■ SELECTED TEXT
········

# Hideaway actuators: Some good, some bad?



## MO Goat (Apr 7, 2011)

I see varying prices on hideaway actuators from different suppliers and I've recently heard that some are great and some are way below par.

Does anyone have any experience with good ones? Any makes to stay away from? Are they all from the same supplier anyways? 

I haven't come across any full rebuild kits. Is that the route to go? 

Any other tips like should I replace the bushings while I'm in there? I assume "yes". Reuse the vacuum canister or buy a fresh one? Etc.

Thank you.


----------



## jmt455 (Mar 26, 2012)

I just rebuilt mine this week...they work perfectly now.
AMES Performance, Performance Years and Inline Tube (probably others also) sell all the repair parts.

The upper seal and bellows made mine work like new.

I would replace all the bushings and the door stops...might as well do it while you're in there.
I'd reuse the canister if it's not showing any corrosion.


----------



## MO Goat (Apr 7, 2011)

Thanks for the tip and I looked through my Ames "toy catalog" and saw the upper seal (part #146A) but didn't notice a "bellow". Any suggestions?

Also, are the headlight door savers worth buying? Probably need to buy the hose kit too.

What paint did you use to repaint the covers the stock gray? Sand and primer first?


----------



## jmt455 (Mar 26, 2012)

········

■ RECORDED INFORMATION
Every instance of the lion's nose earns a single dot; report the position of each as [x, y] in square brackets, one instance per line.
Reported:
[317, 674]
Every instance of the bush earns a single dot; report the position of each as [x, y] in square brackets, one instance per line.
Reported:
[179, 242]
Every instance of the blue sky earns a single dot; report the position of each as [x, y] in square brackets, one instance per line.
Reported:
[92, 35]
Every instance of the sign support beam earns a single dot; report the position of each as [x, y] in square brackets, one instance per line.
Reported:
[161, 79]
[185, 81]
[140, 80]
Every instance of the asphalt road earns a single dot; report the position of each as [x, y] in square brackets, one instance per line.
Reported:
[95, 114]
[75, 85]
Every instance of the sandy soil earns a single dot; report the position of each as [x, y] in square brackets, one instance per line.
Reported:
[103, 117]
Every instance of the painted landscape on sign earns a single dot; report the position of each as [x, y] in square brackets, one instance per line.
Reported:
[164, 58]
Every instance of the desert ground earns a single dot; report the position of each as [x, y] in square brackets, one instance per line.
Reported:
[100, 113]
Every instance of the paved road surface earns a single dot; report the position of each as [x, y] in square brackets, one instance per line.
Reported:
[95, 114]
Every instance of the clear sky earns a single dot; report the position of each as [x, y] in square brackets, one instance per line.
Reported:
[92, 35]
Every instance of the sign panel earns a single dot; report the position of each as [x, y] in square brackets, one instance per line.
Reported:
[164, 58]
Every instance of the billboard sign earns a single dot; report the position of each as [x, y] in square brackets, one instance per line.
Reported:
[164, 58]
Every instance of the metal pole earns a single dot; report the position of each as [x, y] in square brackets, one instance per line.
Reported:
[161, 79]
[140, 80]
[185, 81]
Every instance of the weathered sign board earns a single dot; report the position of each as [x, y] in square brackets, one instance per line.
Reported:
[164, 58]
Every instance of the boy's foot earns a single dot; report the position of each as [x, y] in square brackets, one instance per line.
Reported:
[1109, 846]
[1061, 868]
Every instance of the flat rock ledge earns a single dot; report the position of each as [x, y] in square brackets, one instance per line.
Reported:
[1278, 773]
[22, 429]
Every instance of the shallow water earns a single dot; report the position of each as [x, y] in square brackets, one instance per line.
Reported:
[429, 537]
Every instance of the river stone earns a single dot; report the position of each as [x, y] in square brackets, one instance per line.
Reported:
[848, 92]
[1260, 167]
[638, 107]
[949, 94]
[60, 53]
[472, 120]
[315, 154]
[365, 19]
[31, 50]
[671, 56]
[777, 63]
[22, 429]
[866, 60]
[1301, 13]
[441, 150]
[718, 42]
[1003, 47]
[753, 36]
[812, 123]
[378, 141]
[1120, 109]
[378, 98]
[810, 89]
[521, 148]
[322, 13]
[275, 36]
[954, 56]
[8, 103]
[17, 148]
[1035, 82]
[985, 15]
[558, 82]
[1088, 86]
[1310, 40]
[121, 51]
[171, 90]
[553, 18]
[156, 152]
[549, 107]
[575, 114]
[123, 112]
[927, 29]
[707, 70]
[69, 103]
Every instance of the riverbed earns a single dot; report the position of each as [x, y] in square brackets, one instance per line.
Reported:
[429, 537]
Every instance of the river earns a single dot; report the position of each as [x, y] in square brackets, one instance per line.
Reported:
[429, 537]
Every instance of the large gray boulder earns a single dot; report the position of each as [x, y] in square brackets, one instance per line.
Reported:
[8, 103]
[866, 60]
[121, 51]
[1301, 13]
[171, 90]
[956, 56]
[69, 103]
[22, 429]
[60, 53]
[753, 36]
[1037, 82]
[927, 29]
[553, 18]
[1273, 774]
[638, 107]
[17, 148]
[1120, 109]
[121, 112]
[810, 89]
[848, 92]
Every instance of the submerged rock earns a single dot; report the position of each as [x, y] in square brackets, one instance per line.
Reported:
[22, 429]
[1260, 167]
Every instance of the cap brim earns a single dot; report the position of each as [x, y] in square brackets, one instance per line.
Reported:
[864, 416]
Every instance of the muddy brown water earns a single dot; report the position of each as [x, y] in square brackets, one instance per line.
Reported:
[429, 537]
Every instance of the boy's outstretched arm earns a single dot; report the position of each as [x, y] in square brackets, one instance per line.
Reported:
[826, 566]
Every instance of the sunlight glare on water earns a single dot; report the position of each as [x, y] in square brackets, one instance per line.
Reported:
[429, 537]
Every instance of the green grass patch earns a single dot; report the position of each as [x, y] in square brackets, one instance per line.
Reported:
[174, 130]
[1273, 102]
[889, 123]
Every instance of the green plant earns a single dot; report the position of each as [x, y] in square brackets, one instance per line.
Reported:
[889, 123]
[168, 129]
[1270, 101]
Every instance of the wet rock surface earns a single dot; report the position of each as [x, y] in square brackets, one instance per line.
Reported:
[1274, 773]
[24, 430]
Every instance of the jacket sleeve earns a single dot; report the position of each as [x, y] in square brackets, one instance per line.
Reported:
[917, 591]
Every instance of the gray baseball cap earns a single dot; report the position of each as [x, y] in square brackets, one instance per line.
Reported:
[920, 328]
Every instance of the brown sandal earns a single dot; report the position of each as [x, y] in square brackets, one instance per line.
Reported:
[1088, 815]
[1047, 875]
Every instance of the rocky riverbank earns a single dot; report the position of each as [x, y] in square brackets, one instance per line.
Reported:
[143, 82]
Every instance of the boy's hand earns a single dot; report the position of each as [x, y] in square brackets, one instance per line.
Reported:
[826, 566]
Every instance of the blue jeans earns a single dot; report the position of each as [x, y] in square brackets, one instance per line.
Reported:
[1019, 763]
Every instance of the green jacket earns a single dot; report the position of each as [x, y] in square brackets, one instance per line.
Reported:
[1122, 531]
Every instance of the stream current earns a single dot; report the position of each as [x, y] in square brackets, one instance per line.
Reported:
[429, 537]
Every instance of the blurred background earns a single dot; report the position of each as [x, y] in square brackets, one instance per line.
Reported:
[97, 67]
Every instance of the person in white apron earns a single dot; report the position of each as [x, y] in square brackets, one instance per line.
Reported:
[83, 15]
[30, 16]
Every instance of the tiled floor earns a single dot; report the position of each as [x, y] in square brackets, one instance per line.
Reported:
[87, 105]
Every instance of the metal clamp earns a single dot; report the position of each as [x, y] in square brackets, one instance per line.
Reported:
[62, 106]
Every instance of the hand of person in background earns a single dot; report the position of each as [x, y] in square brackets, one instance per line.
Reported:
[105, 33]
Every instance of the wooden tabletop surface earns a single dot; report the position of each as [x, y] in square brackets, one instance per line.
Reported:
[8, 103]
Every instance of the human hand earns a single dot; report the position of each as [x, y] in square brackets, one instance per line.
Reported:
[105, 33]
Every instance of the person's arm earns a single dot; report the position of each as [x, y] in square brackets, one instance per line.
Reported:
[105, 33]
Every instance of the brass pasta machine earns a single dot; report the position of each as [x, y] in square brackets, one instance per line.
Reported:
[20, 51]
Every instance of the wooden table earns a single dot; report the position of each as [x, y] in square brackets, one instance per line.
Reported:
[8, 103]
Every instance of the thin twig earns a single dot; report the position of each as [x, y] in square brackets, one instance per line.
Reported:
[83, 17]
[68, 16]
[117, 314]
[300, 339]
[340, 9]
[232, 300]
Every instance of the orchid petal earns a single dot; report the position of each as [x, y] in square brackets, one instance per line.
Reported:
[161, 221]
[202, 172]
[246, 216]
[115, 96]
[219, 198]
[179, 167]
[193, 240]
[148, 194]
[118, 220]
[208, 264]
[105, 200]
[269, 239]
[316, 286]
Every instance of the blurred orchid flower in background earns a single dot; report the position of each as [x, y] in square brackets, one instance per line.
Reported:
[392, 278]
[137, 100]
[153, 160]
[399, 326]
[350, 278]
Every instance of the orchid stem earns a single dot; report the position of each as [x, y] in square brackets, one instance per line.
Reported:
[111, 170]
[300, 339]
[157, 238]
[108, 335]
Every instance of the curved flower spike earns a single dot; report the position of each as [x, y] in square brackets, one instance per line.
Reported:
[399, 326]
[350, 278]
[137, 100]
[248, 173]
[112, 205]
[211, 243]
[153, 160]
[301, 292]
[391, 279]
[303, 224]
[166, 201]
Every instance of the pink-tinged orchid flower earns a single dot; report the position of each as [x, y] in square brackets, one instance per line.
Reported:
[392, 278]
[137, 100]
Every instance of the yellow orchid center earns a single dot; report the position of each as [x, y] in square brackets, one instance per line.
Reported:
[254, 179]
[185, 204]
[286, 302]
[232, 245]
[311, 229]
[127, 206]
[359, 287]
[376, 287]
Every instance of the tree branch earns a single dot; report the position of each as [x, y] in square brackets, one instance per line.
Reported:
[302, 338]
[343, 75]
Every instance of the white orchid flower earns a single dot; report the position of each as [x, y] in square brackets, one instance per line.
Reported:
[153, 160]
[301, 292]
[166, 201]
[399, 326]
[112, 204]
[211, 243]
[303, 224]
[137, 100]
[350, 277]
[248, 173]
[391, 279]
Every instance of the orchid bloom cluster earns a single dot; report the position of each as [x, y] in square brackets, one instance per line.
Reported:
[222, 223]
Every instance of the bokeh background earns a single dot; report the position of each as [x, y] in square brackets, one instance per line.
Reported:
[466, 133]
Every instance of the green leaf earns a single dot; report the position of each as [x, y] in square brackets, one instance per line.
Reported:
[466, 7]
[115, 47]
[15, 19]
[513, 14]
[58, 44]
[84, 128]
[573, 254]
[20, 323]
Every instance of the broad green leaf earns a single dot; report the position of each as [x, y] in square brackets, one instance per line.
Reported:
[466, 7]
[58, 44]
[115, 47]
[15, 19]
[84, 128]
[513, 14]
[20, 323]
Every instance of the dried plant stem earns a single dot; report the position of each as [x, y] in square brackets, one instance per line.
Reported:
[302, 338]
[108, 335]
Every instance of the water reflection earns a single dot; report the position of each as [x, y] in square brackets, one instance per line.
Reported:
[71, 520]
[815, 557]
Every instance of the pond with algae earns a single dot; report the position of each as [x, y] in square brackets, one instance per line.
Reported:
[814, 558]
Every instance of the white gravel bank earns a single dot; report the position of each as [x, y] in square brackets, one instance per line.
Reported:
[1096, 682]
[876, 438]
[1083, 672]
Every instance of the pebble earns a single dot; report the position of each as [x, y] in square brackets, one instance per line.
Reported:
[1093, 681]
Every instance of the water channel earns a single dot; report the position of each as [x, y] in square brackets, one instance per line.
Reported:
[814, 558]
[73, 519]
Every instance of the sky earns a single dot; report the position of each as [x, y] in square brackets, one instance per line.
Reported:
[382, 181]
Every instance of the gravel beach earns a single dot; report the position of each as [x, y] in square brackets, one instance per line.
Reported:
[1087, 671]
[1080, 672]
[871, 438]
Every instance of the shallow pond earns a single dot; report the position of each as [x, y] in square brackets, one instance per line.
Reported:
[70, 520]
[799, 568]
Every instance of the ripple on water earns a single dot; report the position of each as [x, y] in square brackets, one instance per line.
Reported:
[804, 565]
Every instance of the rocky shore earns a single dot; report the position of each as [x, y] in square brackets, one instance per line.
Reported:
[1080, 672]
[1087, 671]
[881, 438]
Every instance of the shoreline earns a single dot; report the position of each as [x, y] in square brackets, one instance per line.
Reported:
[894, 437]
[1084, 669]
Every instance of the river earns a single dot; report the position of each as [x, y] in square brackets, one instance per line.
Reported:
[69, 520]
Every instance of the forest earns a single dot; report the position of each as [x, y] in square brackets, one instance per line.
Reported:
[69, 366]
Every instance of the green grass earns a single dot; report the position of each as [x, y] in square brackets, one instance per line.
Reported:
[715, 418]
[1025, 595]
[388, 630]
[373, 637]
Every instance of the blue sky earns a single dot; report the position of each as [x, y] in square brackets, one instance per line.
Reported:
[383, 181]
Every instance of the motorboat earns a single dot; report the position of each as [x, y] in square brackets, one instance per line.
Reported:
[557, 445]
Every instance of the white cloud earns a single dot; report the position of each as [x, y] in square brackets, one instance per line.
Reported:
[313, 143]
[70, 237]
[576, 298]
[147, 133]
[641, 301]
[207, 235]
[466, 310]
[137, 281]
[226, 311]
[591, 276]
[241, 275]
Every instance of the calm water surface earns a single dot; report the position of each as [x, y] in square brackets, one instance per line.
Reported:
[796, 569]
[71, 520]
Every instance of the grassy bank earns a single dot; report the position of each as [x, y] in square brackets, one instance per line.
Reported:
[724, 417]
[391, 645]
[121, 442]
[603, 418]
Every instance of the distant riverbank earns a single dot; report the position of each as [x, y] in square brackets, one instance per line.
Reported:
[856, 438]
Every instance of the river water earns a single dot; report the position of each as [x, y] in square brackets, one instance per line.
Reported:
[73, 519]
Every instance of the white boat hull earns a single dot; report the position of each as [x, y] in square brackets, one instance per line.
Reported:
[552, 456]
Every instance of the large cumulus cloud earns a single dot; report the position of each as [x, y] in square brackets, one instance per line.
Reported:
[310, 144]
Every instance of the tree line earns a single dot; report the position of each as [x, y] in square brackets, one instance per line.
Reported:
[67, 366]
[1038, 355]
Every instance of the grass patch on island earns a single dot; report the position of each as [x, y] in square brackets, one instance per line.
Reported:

········

■ WRITTEN REQUEST
In the thread about hideaway actuators, which parts does jmt455 say made the rebuilt actuator work like new? The listing was taken from a different source than the text.

■ ANSWER BELOW
The upper seal and bellows.